_Work to complete_
Exact copy, no pictures: output all the records that follow.

::::::

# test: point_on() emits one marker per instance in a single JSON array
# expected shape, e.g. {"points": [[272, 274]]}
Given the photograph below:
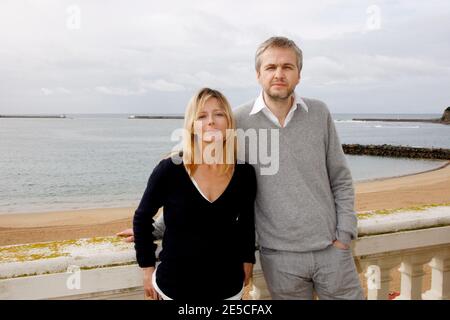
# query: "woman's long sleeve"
{"points": [[143, 228], [247, 218]]}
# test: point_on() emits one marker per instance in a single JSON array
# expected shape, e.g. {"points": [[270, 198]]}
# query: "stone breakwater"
{"points": [[386, 150], [445, 119]]}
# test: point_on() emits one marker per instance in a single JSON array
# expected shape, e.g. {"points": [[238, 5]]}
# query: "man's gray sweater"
{"points": [[309, 202]]}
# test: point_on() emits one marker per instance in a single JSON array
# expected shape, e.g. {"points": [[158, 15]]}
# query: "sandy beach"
{"points": [[431, 187]]}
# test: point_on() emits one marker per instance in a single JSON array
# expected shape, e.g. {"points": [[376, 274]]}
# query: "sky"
{"points": [[151, 56]]}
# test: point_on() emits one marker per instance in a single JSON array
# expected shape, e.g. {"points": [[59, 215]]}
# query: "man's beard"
{"points": [[280, 96]]}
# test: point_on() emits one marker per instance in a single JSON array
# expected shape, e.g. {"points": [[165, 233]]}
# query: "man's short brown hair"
{"points": [[278, 42]]}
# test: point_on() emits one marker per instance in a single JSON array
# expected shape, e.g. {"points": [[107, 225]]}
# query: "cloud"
{"points": [[163, 85], [152, 50], [47, 91]]}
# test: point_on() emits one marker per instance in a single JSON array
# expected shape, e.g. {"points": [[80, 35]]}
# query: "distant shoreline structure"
{"points": [[445, 119], [14, 116], [157, 117], [387, 150]]}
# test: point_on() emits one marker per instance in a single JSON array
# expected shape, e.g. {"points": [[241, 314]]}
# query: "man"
{"points": [[304, 213]]}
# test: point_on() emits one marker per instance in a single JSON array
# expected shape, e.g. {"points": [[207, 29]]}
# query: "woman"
{"points": [[209, 240]]}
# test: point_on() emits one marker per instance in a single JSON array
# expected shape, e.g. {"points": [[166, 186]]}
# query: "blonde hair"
{"points": [[278, 42], [189, 140]]}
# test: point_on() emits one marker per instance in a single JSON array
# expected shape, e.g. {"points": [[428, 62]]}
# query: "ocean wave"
{"points": [[397, 127]]}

::::::

_Task result_
# test: point_on() emits one marker per instance in a single JSON array
# expected shape, e.g. {"points": [[272, 274]]}
Given the photograph below:
# query: "woman's long sleeve"
{"points": [[143, 228], [247, 218]]}
# test: point_on() emits one marker per instance in a single JSON array
# expected shape, e.g. {"points": [[270, 198]]}
# query: "stone breakwater"
{"points": [[386, 150], [445, 119]]}
# test: point_on() emits one marker per instance in a single JSON array
# expected shape, e.g. {"points": [[238, 5]]}
# query: "man's gray sweater"
{"points": [[309, 202]]}
# test: point_on() emits one marker per instance in a single JSON array
# expected shape, e.g. {"points": [[158, 15]]}
# query: "sandy beach"
{"points": [[431, 187]]}
# test: point_on() emits one marker per instance in a single JSON array
# expected shape, e.g. {"points": [[376, 274]]}
# query: "sky"
{"points": [[151, 56]]}
# test: point_on() emits one marker per instance in a single JSON array
# expected shape, e.g. {"points": [[59, 215]]}
# query: "man's beard"
{"points": [[280, 96]]}
# test: point_on() emits one marker per instance in a single JSON array
# expected shape, e.g. {"points": [[165, 233]]}
# query: "man's short brown hair"
{"points": [[278, 42]]}
# test: point_on() emits one marker per instance in a single JSON array
# expected shape, e.g. {"points": [[107, 225]]}
# query: "cloud"
{"points": [[163, 85], [152, 50], [47, 91]]}
# test: point_on() emits one marker per instance in a single JSON array
# expected shape, e.g. {"points": [[80, 35]]}
# query: "distant shoreline structure"
{"points": [[445, 119], [14, 116], [157, 117], [387, 150]]}
# test: point_on() emits one marker per instance in a single JSON array
# expected shape, e.g. {"points": [[241, 314]]}
# query: "man"
{"points": [[304, 213]]}
# test: point_on() emits one marker per instance in a single JSON array
# expected shape, e.g. {"points": [[207, 29]]}
# query: "woman"
{"points": [[209, 240]]}
# test: point_on() emits one marker per instance in a single JSON array
# expected shape, e.g. {"points": [[166, 186]]}
# query: "blonde hair"
{"points": [[278, 42], [189, 140]]}
# test: point_on() emits one marker per instance in a single JSON array
# expected shape, e.g. {"points": [[428, 62]]}
# query: "ocean wave"
{"points": [[397, 127]]}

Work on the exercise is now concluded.